Position identification records:
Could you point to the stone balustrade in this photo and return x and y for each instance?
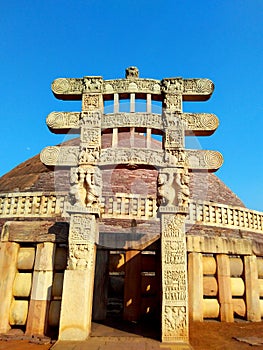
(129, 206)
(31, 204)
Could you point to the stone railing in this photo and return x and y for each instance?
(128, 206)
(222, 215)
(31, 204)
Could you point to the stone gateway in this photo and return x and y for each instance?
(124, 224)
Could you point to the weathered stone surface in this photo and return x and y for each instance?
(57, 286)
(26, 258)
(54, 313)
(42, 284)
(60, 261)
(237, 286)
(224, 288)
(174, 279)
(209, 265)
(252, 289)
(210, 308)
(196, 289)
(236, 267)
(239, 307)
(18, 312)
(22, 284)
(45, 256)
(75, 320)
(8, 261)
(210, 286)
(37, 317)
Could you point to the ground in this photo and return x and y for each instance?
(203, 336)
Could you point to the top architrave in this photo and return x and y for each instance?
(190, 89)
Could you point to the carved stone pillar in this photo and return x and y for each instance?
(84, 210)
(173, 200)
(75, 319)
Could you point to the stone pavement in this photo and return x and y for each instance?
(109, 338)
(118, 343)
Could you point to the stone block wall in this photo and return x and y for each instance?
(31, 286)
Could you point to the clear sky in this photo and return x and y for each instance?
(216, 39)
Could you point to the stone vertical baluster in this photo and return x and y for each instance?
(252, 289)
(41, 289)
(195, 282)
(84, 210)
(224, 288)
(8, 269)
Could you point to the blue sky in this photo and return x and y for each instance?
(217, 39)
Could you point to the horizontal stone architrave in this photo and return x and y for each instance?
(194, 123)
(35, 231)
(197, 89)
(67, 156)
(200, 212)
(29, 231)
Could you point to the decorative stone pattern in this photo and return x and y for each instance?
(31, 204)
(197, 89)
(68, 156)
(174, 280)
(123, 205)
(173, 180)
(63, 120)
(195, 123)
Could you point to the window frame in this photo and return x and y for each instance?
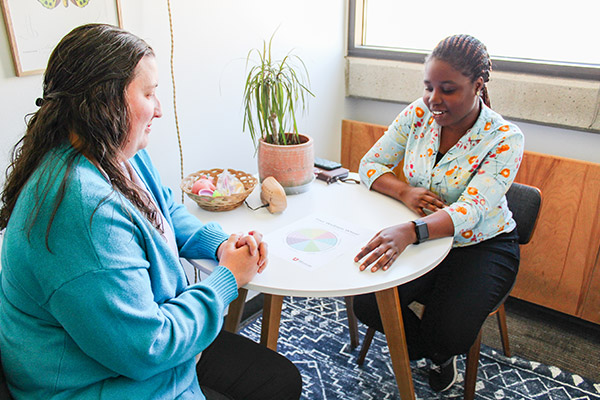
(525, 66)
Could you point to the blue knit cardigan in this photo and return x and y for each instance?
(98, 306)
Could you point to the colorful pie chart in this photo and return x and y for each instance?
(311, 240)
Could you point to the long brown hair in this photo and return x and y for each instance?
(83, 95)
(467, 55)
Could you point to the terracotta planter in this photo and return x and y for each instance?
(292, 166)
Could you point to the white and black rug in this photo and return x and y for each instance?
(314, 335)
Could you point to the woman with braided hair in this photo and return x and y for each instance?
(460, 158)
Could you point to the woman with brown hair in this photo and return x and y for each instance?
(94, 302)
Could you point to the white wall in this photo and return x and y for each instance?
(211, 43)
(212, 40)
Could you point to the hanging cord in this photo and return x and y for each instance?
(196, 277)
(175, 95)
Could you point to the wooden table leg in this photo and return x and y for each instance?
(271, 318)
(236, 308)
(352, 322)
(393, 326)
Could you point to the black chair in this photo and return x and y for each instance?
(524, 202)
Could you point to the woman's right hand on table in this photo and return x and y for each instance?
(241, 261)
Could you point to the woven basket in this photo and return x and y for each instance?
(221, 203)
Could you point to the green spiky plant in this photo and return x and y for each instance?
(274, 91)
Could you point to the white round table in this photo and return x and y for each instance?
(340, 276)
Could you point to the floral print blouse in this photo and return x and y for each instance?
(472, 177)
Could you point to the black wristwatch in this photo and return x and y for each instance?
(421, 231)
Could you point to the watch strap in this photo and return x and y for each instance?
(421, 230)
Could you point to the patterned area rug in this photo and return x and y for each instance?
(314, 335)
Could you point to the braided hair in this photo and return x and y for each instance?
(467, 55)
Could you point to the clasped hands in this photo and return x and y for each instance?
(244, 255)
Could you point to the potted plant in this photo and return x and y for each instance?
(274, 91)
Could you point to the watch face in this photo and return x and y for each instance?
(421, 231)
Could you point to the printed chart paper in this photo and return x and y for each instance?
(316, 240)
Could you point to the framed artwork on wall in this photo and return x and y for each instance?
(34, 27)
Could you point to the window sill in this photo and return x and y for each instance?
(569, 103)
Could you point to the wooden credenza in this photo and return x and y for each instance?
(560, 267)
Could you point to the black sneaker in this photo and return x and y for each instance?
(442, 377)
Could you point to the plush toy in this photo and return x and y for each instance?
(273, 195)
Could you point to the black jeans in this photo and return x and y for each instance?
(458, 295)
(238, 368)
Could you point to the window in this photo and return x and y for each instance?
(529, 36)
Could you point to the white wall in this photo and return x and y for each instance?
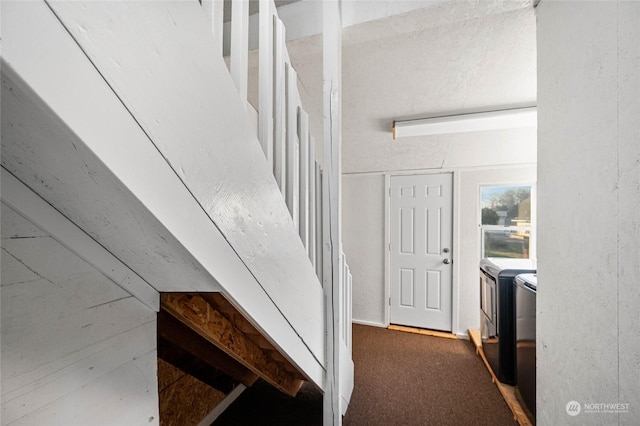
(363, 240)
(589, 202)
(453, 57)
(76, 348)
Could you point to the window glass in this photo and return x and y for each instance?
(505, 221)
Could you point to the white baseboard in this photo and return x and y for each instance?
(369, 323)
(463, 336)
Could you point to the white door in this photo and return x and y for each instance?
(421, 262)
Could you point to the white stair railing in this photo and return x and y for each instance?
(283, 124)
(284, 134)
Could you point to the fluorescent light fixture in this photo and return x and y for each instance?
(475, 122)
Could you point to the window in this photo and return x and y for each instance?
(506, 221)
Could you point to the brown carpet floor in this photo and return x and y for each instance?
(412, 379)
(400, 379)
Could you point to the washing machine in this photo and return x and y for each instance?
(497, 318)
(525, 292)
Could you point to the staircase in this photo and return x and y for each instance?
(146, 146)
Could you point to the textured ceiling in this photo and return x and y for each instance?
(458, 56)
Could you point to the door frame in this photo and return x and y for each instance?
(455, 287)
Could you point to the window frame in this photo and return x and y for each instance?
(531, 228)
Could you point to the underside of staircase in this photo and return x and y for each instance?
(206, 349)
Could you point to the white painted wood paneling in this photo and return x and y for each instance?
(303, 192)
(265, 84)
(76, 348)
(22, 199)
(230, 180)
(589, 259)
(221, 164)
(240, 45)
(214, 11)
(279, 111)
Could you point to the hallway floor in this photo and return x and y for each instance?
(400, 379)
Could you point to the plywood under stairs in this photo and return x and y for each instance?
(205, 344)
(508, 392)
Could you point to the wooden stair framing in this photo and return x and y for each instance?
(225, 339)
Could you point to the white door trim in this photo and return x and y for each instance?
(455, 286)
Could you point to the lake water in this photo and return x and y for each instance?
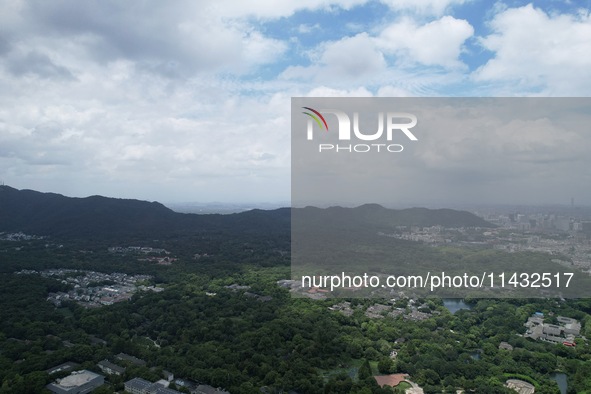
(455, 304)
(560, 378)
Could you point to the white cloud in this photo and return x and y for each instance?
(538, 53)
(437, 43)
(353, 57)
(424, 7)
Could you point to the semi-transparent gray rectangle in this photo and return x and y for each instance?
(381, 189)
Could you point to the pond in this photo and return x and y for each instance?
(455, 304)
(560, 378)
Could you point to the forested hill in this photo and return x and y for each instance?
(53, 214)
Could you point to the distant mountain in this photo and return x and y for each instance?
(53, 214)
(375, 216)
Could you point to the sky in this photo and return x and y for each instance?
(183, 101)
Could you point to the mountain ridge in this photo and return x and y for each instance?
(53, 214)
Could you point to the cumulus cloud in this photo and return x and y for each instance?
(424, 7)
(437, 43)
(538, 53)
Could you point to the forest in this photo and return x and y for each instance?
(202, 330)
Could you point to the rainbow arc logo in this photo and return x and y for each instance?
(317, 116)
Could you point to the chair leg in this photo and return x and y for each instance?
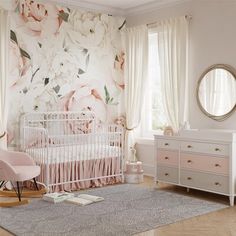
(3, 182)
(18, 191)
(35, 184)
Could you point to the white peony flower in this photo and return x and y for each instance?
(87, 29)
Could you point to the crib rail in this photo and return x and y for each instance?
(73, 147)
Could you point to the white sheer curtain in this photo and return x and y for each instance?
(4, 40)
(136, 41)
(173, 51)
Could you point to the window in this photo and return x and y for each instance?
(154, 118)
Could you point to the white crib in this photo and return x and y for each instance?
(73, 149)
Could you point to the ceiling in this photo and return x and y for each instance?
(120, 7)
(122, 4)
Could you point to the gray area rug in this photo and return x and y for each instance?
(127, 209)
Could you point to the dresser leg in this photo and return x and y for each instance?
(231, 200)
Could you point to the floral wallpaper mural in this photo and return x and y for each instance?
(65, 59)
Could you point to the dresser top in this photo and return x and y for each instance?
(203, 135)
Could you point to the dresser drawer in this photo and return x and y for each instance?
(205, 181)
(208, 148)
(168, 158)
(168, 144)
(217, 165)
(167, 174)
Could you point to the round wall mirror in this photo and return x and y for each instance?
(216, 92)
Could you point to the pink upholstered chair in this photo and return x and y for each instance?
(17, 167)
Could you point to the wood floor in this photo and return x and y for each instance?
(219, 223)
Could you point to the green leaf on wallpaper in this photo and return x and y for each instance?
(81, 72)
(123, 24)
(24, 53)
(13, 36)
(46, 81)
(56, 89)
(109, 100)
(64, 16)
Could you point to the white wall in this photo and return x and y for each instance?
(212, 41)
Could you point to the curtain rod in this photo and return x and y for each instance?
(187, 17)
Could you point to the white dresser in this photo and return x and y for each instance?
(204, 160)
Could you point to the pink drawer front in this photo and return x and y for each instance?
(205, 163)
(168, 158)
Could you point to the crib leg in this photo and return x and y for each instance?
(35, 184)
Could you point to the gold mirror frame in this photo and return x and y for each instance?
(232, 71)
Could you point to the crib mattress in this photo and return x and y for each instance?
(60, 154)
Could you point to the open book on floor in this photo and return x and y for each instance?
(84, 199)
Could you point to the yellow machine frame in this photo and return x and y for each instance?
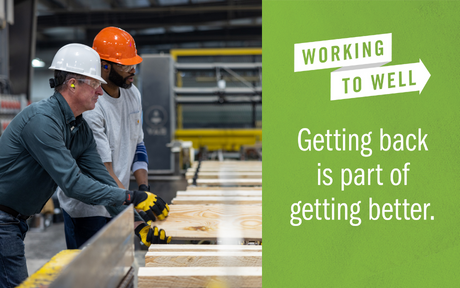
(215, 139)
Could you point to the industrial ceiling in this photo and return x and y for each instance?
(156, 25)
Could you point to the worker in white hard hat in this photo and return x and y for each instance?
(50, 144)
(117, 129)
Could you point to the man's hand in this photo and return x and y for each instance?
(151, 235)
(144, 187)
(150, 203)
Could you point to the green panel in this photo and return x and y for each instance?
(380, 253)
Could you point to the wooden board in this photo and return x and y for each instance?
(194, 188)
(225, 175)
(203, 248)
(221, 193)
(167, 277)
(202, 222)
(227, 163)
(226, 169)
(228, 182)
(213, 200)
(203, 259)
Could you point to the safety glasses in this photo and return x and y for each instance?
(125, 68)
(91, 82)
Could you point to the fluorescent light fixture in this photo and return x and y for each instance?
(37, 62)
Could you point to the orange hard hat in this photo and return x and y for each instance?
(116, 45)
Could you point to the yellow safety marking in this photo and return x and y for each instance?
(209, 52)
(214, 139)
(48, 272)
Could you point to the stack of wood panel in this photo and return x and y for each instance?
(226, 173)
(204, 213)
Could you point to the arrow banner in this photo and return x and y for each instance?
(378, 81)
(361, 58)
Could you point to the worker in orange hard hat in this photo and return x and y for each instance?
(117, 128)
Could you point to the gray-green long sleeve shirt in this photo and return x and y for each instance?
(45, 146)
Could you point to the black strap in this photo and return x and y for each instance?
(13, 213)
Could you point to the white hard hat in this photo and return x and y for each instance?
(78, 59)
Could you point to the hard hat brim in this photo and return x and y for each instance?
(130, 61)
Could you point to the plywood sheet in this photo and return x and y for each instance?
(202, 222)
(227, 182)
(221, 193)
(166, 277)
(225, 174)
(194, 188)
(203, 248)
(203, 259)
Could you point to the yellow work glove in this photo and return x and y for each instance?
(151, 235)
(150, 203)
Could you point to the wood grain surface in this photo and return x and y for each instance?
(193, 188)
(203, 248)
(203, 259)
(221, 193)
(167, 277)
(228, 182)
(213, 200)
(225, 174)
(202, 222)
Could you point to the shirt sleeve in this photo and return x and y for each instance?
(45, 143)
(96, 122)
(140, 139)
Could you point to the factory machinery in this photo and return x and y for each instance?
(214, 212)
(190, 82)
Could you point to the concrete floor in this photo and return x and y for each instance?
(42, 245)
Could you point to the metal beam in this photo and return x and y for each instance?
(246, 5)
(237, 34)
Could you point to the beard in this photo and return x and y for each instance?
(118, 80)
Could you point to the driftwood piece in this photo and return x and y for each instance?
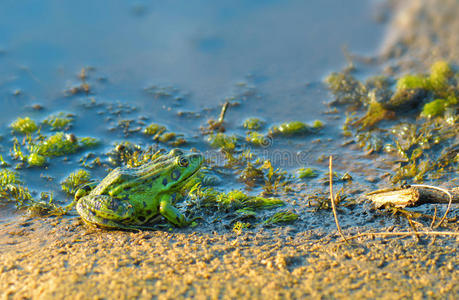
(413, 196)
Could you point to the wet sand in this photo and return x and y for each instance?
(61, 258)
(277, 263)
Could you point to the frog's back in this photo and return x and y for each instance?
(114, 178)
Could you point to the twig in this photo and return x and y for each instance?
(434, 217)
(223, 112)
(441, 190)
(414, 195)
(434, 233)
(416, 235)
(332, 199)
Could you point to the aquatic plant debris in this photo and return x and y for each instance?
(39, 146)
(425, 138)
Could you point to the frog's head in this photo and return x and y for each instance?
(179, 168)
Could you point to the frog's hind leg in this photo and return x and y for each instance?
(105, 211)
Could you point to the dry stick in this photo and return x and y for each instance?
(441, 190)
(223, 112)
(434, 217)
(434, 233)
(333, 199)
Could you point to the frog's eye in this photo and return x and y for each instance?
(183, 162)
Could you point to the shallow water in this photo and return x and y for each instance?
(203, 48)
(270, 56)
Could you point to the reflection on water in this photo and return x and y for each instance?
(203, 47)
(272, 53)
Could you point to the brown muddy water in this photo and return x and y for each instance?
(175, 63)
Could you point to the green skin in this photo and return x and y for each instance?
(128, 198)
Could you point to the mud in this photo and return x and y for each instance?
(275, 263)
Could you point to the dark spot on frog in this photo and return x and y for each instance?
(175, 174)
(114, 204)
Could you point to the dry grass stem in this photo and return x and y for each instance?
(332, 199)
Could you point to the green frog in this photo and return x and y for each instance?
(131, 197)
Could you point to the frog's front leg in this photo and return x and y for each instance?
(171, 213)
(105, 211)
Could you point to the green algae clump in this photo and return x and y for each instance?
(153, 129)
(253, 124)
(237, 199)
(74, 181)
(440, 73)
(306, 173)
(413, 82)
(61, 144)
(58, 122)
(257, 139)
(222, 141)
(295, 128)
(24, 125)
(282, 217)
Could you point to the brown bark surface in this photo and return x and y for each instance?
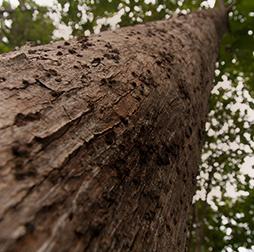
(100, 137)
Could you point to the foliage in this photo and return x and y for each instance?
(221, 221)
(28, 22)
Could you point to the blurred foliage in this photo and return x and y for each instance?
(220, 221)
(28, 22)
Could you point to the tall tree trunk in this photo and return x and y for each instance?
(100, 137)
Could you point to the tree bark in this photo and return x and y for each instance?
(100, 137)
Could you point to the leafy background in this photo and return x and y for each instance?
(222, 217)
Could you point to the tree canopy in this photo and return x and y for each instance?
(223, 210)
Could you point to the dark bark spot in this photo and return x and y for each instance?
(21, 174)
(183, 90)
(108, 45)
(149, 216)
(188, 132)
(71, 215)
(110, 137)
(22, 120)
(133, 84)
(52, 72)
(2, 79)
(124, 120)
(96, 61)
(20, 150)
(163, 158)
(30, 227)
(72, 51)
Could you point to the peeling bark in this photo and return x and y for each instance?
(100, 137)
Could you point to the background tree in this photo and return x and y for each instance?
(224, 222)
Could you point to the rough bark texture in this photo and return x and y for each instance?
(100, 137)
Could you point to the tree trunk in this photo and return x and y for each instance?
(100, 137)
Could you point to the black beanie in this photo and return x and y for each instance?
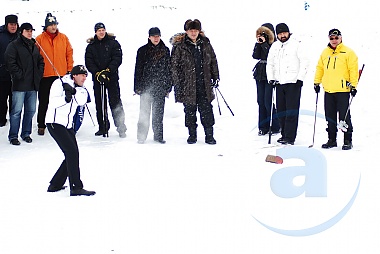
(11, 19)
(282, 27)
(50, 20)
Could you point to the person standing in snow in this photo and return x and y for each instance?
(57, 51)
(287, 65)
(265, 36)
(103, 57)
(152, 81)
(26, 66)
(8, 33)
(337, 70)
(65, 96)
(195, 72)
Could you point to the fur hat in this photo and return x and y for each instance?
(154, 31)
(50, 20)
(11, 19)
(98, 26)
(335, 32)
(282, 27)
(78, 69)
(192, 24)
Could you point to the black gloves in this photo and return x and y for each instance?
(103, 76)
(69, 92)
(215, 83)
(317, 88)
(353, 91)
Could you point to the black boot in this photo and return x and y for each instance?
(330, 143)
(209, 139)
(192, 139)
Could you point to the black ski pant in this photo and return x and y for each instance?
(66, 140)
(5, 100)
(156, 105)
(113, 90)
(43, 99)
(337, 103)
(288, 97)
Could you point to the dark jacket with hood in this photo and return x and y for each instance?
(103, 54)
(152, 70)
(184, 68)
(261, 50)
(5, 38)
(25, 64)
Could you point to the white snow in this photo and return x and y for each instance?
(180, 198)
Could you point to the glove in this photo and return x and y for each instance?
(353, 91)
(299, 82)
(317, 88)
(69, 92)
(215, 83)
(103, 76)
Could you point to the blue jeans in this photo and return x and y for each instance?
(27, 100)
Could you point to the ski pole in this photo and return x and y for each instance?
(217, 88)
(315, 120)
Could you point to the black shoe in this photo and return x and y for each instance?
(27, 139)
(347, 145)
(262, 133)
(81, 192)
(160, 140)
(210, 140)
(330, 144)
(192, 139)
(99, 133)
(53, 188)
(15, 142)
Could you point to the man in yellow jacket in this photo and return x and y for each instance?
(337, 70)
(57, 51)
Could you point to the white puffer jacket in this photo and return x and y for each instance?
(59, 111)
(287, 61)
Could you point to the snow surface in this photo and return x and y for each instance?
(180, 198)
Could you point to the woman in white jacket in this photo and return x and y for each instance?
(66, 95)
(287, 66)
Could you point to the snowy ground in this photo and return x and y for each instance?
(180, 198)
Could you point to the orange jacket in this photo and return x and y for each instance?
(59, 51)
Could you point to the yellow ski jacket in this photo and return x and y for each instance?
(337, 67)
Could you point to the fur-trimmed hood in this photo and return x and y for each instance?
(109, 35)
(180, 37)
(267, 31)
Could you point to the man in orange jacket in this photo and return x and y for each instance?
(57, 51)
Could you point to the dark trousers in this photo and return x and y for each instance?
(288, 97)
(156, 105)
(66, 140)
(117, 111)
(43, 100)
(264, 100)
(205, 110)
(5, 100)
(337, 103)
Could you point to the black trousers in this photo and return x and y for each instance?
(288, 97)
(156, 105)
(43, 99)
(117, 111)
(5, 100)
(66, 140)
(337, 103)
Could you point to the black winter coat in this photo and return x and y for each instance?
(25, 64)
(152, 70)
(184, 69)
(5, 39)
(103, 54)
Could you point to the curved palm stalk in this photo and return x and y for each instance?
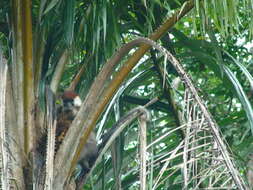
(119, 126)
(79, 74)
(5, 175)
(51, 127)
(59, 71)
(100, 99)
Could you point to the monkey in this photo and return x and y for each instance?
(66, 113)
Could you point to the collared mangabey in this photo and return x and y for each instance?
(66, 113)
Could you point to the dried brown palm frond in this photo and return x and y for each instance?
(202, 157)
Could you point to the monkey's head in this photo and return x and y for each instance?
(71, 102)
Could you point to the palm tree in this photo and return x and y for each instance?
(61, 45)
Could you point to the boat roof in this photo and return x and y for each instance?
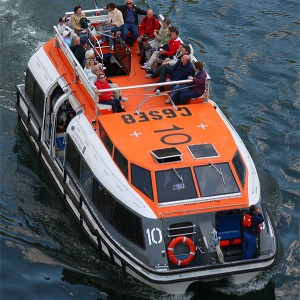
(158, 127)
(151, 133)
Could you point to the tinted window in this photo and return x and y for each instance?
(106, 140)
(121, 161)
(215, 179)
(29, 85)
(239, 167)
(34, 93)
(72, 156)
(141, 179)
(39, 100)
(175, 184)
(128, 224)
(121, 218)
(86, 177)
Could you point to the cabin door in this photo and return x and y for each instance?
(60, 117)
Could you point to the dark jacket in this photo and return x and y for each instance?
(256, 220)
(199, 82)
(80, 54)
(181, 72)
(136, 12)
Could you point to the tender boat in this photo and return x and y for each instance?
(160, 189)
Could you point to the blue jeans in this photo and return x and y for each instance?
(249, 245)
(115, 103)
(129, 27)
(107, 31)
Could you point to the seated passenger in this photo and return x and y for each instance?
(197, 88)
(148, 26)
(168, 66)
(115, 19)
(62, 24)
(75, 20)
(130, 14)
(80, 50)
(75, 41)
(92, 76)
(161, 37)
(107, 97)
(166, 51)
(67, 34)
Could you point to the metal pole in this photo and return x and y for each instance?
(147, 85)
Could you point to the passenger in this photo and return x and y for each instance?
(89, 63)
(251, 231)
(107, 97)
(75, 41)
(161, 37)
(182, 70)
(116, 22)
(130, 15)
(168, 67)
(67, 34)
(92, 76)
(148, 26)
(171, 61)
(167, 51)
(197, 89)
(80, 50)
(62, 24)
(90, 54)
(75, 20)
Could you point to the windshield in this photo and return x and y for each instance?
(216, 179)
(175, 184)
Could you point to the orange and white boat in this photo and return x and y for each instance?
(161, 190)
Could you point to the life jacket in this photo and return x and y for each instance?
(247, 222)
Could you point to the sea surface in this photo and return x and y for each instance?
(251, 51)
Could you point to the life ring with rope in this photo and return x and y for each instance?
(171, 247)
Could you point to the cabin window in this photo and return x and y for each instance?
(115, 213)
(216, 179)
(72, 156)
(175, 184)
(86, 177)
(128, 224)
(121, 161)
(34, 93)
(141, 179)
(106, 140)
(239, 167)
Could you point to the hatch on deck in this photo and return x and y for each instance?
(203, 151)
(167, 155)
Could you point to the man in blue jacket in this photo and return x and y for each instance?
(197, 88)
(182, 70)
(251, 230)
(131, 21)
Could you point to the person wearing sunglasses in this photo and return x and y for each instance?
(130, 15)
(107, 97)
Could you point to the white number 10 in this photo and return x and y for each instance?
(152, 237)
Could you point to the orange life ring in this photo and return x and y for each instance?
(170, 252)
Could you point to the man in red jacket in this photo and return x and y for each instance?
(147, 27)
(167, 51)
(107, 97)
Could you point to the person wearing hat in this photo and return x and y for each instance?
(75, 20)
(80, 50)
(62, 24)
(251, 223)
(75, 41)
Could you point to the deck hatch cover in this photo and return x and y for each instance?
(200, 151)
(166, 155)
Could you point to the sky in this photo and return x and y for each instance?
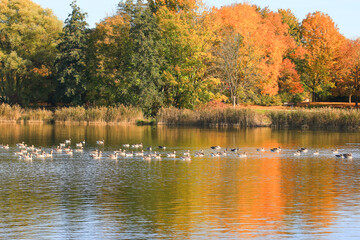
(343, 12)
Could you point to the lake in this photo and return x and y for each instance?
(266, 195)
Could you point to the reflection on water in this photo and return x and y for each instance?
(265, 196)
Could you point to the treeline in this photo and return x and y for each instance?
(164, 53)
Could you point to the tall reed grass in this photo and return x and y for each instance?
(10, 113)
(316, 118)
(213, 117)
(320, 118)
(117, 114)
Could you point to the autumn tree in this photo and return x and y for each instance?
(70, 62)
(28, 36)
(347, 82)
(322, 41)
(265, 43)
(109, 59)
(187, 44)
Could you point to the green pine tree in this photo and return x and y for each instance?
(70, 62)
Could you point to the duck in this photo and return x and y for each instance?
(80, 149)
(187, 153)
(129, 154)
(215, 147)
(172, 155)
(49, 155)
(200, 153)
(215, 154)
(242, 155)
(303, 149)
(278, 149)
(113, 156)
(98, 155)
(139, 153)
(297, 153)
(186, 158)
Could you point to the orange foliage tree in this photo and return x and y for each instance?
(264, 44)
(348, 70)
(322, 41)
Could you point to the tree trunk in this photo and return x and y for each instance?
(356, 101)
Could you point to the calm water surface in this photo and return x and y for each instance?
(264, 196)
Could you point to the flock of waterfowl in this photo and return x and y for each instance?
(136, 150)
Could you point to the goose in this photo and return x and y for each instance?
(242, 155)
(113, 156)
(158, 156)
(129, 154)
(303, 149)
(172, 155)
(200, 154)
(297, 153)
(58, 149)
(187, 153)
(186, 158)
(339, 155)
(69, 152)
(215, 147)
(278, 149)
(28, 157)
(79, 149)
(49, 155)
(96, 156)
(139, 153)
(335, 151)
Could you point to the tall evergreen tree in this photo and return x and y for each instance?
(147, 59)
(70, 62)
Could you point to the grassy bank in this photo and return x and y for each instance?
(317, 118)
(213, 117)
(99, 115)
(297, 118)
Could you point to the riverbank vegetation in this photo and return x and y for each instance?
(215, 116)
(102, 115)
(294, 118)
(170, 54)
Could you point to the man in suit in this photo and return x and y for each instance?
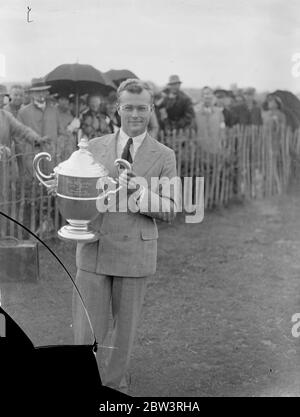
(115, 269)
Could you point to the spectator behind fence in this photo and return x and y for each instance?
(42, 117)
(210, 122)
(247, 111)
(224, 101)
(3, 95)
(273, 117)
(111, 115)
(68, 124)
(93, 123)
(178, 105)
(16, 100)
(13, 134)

#### Exercise:
Only the lines from the line with "Could you point to the green pine" to the end of the records should be repeated, exactly and without pictures.

#### Solution to this task:
Could you point to the green pine tree in this photo and return x and y for each instance?
(70, 62)
Could you point to the duck in this photo and return x and y for each instance?
(80, 149)
(187, 153)
(129, 154)
(215, 147)
(172, 155)
(49, 155)
(200, 153)
(215, 154)
(242, 155)
(303, 149)
(278, 149)
(113, 156)
(98, 155)
(139, 153)
(297, 153)
(186, 158)
Could you point to the orange foliage tree in this photo and return x and y for each instance?
(264, 44)
(348, 70)
(322, 41)
Could you point to the tree trunk in this photo and return x and y for each instance?
(356, 101)
Could you point to the calm water surface in this photo and return x and y for each instance?
(264, 196)
Could you point to the flock of waterfowl in this photo and return x and y for each instance?
(136, 150)
Could you point to the goose in this photo and return x and y for each instance?
(242, 155)
(113, 156)
(158, 156)
(129, 154)
(303, 149)
(172, 155)
(200, 154)
(297, 153)
(58, 149)
(187, 153)
(186, 158)
(339, 155)
(69, 152)
(215, 147)
(278, 149)
(28, 157)
(79, 149)
(49, 155)
(96, 156)
(139, 153)
(335, 151)
Could you point to the tall evergreen tree in this photo and return x and y for each instance?
(147, 59)
(70, 62)
Could you point to the grassy bank in this photo and return x and y for each instance?
(317, 118)
(213, 117)
(99, 115)
(297, 118)
Could you point to the riverbank vegetation in this photo and return x and y for each instance?
(215, 116)
(102, 115)
(294, 118)
(170, 54)
Could you point to the man in suit in this photo and return x and y for each instance?
(115, 269)
Could you point to the spectator behind fence in this photo and return x and y for each instance?
(42, 117)
(210, 122)
(247, 111)
(224, 101)
(3, 95)
(273, 117)
(111, 115)
(68, 124)
(93, 123)
(178, 105)
(16, 100)
(13, 134)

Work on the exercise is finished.